**Problem to solve**.
In the .EXS compression notes below, shorten the paragraph that begins "With the application of the roman font patch" into a brief bulleted list that keeps its main facts.

>> START Excerpted text

The following details the .EXS file compression (largely how the dictionary is stored). I haven't 100% confirmed it but I plan to do so tonight by translating S1_1_3.EXS. Some of it repeats stuff you already know but I wanted to write it out for my own benefit.
The below should hold for, at least, the smallest files (2 KB). Larger files tend to have multiple dictionaries.
With the application of the roman font patch, it should be possible to begin translating .EXS files now, at least the 2 KB ones, by either constructing a null dictionary or using one of the available DTE utilities to compress your file and then encoding the dictionary. If you are unsure how to edit the text and pointers in the decompressed .EXS.txt file, I'll probably detail that process soon as I start translating.
Suikogaiden Compression
.EXS refers to a compressed file in the SCRIPT.R2 file.
.EXS.txt refers to the decompressed version of an .EXS file.
This tutorial assumes you have a perfect and properly formatted .EXS.txt file, with a 0x34 byte header, ready to be compressed.

>> END Excerpted text
>> START Information shown

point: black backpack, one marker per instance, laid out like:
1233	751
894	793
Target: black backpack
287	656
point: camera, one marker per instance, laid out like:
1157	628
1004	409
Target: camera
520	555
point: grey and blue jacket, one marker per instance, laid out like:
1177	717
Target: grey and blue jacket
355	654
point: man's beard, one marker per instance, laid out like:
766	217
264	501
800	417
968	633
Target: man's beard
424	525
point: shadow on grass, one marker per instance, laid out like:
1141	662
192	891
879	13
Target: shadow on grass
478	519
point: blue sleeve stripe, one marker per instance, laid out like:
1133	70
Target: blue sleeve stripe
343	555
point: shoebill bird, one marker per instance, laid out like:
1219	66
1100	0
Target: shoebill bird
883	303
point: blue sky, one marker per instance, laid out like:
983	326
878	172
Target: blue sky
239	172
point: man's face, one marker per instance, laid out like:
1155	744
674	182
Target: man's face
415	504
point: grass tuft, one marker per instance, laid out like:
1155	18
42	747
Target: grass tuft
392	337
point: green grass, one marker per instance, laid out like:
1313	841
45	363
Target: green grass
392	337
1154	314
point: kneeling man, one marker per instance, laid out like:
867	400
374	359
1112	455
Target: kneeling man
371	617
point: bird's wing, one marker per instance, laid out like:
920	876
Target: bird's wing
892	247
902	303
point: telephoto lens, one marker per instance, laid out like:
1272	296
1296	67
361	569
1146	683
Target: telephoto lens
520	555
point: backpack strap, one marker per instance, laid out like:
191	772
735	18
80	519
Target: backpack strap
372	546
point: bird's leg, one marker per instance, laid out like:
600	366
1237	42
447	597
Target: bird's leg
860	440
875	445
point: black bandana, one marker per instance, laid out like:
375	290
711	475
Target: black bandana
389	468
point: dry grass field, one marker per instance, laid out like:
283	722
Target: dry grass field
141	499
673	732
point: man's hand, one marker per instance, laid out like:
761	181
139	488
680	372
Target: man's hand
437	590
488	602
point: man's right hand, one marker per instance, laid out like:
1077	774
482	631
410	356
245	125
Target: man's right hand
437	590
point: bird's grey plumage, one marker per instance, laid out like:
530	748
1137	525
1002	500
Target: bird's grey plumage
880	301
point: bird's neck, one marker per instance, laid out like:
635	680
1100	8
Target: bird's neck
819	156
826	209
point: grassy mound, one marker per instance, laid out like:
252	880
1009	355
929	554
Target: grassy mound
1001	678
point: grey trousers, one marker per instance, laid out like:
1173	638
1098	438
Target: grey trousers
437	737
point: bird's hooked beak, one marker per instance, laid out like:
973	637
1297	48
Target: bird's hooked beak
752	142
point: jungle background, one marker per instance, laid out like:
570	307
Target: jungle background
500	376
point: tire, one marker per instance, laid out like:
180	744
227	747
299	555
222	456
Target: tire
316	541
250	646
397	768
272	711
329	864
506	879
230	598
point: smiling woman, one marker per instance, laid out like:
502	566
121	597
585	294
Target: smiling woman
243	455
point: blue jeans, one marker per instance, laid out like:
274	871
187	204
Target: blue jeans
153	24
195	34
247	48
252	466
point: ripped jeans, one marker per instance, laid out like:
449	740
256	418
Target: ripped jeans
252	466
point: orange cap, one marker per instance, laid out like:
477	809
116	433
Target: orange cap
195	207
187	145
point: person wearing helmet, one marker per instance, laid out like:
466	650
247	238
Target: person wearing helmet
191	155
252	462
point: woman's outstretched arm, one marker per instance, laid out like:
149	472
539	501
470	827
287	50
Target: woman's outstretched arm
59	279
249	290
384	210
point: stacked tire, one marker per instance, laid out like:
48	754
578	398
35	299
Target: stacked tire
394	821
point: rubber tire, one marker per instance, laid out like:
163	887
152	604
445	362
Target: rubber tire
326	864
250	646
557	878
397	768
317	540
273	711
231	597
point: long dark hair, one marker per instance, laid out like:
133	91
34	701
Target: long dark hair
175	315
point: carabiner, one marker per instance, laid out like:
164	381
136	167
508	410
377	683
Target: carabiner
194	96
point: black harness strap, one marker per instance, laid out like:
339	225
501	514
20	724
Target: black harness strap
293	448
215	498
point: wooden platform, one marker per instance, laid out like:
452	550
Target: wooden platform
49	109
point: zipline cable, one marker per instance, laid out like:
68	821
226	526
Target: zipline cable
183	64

>> END Information shown

**The response**.
- With the roman font patch applied, translating .EXS files can begin now, at least the 2 KB ones.
- One way is to build a null dictionary.
- Another way is to compress the file with one of the available DTE utilities and then encode the dictionary.
- How to edit the text and pointers in the decompressed .EXS.txt file will probably be explained soon, once translating starts.